◆ DATASET ENTRIES
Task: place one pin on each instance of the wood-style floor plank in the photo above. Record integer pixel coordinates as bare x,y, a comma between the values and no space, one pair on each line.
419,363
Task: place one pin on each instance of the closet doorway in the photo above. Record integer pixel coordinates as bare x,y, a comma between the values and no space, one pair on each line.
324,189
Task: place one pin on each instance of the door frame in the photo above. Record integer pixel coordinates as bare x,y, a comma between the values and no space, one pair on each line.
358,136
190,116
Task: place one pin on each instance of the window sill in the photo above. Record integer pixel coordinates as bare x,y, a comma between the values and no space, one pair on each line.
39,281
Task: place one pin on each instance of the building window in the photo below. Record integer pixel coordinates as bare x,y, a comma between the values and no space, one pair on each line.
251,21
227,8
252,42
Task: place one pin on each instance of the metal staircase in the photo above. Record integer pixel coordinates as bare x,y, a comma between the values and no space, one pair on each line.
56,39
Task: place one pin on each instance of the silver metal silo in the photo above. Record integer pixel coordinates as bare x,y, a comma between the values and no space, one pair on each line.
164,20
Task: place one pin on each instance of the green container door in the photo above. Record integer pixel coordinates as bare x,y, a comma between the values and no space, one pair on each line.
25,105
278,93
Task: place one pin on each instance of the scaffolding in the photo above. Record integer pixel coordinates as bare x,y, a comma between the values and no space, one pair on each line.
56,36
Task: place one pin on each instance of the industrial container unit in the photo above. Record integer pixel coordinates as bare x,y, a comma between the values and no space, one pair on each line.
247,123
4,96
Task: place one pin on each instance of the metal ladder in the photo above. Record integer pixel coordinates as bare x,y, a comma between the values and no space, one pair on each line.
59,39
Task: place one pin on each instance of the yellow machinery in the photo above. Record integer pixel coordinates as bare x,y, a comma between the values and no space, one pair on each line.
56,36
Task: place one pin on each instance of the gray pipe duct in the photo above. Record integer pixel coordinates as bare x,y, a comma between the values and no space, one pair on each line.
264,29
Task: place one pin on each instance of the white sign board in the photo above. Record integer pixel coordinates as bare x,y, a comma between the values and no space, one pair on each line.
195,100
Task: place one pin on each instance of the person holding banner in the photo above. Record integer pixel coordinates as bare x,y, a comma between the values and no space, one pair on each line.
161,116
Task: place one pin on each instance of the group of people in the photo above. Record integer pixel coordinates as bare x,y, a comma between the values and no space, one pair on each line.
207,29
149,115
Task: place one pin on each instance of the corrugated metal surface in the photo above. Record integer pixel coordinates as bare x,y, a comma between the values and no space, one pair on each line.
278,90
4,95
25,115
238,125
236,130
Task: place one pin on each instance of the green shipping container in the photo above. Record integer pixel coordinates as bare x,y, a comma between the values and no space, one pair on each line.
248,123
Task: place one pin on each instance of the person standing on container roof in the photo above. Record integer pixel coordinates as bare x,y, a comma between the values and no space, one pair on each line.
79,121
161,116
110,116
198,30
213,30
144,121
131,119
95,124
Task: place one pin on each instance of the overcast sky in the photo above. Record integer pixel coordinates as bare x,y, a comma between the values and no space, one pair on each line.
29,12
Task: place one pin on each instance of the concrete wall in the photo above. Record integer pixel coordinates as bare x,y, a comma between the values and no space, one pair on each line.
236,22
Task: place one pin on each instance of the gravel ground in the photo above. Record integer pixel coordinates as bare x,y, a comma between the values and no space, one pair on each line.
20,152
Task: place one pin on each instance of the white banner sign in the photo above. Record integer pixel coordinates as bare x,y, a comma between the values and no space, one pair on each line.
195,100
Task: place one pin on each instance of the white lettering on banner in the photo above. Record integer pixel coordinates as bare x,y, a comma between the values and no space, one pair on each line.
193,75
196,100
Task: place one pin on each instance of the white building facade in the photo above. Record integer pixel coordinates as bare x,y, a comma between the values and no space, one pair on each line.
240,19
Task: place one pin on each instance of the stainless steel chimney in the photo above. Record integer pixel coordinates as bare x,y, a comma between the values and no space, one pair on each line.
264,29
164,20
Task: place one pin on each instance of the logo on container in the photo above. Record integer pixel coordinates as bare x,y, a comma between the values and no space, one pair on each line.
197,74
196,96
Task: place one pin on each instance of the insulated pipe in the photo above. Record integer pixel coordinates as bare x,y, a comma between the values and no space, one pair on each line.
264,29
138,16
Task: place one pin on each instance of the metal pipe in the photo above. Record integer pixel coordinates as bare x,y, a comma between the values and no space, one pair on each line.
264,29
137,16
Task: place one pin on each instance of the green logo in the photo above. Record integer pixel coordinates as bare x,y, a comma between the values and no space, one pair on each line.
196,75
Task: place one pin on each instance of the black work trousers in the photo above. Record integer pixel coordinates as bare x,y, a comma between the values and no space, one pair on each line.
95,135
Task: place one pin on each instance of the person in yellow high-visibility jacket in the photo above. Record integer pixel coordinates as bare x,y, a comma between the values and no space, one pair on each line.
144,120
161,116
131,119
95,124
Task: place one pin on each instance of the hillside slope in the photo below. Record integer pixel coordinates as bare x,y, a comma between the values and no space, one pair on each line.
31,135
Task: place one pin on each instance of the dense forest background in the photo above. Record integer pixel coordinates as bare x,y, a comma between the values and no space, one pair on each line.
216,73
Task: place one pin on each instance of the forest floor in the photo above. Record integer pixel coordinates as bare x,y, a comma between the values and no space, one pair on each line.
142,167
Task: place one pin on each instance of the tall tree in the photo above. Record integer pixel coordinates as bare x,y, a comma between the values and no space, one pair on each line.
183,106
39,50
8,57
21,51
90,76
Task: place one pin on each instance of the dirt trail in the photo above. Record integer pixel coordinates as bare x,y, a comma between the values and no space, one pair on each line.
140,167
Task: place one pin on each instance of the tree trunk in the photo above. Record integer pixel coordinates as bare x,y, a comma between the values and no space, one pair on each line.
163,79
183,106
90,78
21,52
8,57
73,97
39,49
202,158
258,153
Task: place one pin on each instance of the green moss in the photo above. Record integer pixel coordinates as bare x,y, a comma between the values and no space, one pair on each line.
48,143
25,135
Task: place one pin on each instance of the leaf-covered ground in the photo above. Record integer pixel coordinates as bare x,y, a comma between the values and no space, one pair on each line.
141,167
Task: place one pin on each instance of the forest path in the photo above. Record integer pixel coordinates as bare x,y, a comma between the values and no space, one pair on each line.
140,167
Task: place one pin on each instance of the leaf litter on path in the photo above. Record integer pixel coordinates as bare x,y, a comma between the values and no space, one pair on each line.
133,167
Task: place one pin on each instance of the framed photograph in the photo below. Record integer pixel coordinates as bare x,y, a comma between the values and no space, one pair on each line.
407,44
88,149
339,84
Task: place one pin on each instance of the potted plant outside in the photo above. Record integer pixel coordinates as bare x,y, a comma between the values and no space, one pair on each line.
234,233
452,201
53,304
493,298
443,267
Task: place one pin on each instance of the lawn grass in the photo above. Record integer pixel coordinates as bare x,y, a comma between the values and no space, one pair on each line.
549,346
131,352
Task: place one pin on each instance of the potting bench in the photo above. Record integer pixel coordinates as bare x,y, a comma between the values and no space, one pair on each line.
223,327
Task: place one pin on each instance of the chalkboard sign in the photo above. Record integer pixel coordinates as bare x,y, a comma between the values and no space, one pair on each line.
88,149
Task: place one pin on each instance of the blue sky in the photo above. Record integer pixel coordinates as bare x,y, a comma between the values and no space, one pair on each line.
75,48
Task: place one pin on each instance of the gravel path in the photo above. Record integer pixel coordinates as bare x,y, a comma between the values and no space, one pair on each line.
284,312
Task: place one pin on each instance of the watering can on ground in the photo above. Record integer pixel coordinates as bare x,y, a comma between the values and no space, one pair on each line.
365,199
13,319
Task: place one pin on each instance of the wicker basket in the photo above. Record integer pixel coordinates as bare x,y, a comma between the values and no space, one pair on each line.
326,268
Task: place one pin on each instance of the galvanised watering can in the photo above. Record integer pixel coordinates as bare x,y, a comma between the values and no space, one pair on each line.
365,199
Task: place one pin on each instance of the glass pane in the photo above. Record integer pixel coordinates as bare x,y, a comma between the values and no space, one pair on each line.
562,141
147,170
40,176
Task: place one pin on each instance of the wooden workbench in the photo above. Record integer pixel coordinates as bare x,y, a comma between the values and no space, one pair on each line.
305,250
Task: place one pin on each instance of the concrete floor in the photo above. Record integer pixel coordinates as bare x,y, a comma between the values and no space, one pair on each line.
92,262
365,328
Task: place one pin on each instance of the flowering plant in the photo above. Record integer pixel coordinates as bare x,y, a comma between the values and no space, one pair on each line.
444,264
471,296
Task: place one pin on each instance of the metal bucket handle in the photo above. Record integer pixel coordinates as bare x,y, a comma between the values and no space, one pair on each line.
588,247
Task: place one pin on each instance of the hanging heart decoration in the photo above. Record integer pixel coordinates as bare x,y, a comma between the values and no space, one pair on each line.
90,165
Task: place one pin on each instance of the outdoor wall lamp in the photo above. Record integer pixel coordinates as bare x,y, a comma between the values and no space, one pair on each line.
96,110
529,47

◆ PROMPT
Print, exactly and only, the lines running from the one with "Task: place one pin on each instance of the metal bucket" to the end of the data above.

◆ EXERCISE RESULT
Task: place one pin on each instance of the metal bucket handle in the photo above. Record integer pixel coordinates as bare x,y, a comma between the values and no space, one pair on each line.
588,247
Task: place one pin on each instance of the hanging heart decoration in the photo above. Record integer pixel coordinates as bare x,y, a comma between the values and no space, one pair on each line.
90,165
Task: place one pin on each instance of the outdoor wall lamp in the photo above. Record integer pixel coordinates as bare x,y, a comma between the values and no space, one pair on each line.
96,110
529,47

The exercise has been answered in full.